§ Goal:
Reproduce word for word the lines of the material below, from the line containing "Where can the white" through the final line, including both.

§ Supplied data:
════════════════
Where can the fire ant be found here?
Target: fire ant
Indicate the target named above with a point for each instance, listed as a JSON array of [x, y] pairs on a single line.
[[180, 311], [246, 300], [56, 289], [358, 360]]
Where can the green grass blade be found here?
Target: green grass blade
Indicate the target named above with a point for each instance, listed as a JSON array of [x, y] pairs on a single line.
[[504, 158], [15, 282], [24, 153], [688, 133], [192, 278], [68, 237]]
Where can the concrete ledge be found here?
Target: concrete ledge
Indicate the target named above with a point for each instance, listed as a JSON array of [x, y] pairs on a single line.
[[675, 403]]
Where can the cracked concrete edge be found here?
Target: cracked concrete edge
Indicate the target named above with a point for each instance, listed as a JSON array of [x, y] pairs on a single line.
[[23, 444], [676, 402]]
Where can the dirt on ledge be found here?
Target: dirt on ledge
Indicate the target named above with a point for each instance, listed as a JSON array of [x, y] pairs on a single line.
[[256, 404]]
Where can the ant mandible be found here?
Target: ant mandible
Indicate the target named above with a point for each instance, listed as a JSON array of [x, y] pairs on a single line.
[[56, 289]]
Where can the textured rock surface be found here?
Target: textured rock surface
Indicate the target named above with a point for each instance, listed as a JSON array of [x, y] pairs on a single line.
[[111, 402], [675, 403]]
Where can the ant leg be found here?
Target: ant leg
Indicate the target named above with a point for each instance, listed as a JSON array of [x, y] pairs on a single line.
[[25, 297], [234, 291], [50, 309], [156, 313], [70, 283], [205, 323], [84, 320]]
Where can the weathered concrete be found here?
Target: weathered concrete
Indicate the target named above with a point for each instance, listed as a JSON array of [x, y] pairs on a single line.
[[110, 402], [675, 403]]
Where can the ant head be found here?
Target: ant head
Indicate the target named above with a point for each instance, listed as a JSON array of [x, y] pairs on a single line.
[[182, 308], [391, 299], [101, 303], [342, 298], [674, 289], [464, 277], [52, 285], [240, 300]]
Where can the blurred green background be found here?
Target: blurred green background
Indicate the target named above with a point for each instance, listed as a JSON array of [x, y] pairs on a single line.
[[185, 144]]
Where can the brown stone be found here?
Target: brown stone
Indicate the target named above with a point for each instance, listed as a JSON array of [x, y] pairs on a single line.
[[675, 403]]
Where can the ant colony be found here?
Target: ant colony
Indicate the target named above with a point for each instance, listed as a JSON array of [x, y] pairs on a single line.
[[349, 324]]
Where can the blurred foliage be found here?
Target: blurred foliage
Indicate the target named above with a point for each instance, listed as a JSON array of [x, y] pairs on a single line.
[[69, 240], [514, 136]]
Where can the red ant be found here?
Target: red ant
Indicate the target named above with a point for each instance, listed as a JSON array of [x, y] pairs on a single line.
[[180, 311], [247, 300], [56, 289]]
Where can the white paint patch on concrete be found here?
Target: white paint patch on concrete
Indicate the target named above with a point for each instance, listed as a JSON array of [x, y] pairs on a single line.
════════════════
§ Completed task:
Where can the white paint patch on concrete be found here?
Target: white paint patch on concrete
Indicate the target named above with a point for each instance, listed as a JSON array of [x, y] pairs on a single line.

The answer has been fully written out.